**GIVEN PASSAGE**.
%%
Andreas,
Helpful questions and observations, thank you. My replies inline:
On Sat, Dec 26, 2015 at 1:37 AM, Andreas Kolbe jayen466@gmail.com wrote:
Pete,
<snip>
Is anyone arguing that Google are in fact breaking CC BY-SA by restricting their attribution to a link to Wikipedia? Because if not, we can lay that one to rest.
No, I think we agree there.
Now, if that works for Wikipedia, why can't we have the same for Wikidata?
I'd say the better question, is "what legal or moral right would we call upon to *insist* on having the same for Wikidata?" If we had a clear answer to that one, it would really move forward; but I don't think we do, or if we do, it's not yet clear to me.
Requiring that reusers credit the *web site* would be new in the
Wikimedia
world, and I don't see the advantage. (-Pete)
The advantage is transparency about data provenance, as well as creating a path to Wikidata where users can contest, correct and refine the information.
This is a benefit to the end user, and in line with Foundation values like transparency and user engagement. Do you disagree?
No, and I should have been clearer -- I do see the general advantage in a site providing information about the source of information (of course). What I don't see is the advantage of requiring them to do so in a certain way.
Certainly, serious reusers who wish to establish credibility should be transparent about the source of their data; (-Pete)
I have never seen Google credit Freebase (Bing does, probably because Freebase is a Google property), and I think neither Google nor Bing will credit Wikidata either.
I don't think Google or Bing aspires to having the highest standard of credibility. If they are useful, their business interests have been served, and I would hope that no student or academic would be able to cite the Google Knowledge Graph in a formal paper, any more than they could cite Wikipedia. (caveat emptor)
but it's not our proper role to compel them to do so. (-Pete)
%%
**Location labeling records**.
%%
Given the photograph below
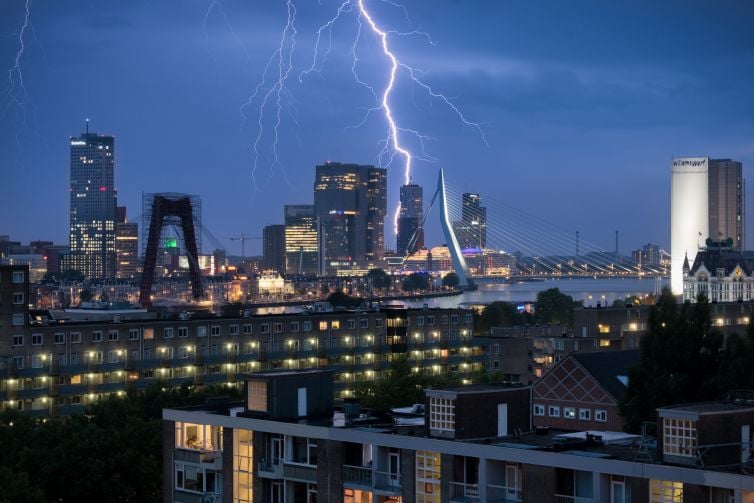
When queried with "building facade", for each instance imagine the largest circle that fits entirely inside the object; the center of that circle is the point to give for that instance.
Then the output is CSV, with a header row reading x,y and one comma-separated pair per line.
x,y
273,244
126,246
410,235
275,451
350,204
471,230
92,205
707,201
56,367
301,239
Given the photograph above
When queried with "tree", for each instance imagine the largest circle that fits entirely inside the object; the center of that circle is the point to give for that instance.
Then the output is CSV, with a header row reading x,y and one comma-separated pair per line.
x,y
554,307
379,279
415,281
680,361
450,280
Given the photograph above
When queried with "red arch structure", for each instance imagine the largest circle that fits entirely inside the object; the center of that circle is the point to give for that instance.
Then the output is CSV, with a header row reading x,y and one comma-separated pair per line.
x,y
163,207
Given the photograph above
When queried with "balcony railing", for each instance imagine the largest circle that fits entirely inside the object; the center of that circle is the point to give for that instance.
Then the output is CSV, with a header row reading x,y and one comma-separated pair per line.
x,y
367,478
502,494
564,498
464,493
303,473
357,475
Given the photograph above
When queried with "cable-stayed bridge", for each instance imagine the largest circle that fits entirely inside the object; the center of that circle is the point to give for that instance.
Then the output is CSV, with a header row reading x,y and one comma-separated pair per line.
x,y
491,241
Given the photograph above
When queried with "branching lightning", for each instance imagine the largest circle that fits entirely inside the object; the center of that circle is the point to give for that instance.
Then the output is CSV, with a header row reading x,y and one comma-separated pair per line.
x,y
392,146
16,94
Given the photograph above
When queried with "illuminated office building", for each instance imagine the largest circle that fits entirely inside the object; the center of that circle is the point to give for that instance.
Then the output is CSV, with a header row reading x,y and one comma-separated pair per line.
x,y
410,220
350,204
92,208
706,202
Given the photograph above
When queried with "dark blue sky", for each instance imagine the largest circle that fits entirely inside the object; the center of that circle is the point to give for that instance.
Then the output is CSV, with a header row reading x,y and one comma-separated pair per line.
x,y
583,104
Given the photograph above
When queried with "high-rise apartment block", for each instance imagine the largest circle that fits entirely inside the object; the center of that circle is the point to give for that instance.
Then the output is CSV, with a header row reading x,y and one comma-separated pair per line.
x,y
126,245
273,244
410,232
92,208
706,202
301,244
350,204
471,230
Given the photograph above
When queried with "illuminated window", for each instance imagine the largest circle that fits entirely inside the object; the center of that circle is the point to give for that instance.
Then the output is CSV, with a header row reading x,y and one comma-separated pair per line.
x,y
442,415
679,437
257,398
665,491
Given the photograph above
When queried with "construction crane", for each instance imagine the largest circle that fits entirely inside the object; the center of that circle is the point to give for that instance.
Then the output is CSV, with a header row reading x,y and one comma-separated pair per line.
x,y
243,238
%%
**SET PROBLEM**.
Please continue the email exchange about crediting Wikidata, starting right after its final line. This material comes from a separate source.

**RESPONSE TO THIS EXERCISE**.
Could you explain why in your view it is not out proper role to do so?
I believe in the agency of multiple people and entities in curating knowledge. Individuals, and individual information projects, should have the ability to make their own judgment about how much, and what kind, of citation is required for their purposes. I don't believe that information curation can be perfected by anticipating all needs in policy and legal documents.
If our users have a moral or legal right that needs to be defended, we should do so. But I don't see one in this case (perhaps a clear hypothetical example could help?)
Attribution requirements in CC licenses are about crediting the *copyright
holders*.
Andreas, I realize this has been much discussed in this thread, but I
don't
think I've seen this angle addressed directly: In order for any copyright license to apply, somebody has to hold the copyright. Who do you imagine has a legitimate claim to copyright over the emergent database that grows as multiple individuals and automated processes add individual, non-copyrightable claims/statements/facts? (-Pete)
See
https://meta.wikimedia.org/wiki/Wikilegal/Database_Rights#The_legal_definiti...
<snip quotes>
So according to that page, created by Wikimedia legal staff, databases may
be protected even by US copyright law as "compilations". In the EU (is Wikidata currently based in the EU, given that it's a Wikimedia Deutschland project?) the protections are still more stringent. As I understand it, the community as a whole holds the copyright, but you'd have to check with Foundation legal staff or some other lawyer to be sure.
Helpful link, thank you. My eye is drawn to the word "may." If databases MAY be protected, what conditions need to pertain in order for that to happen? I'd be very interested in hearing from a legal expert about that.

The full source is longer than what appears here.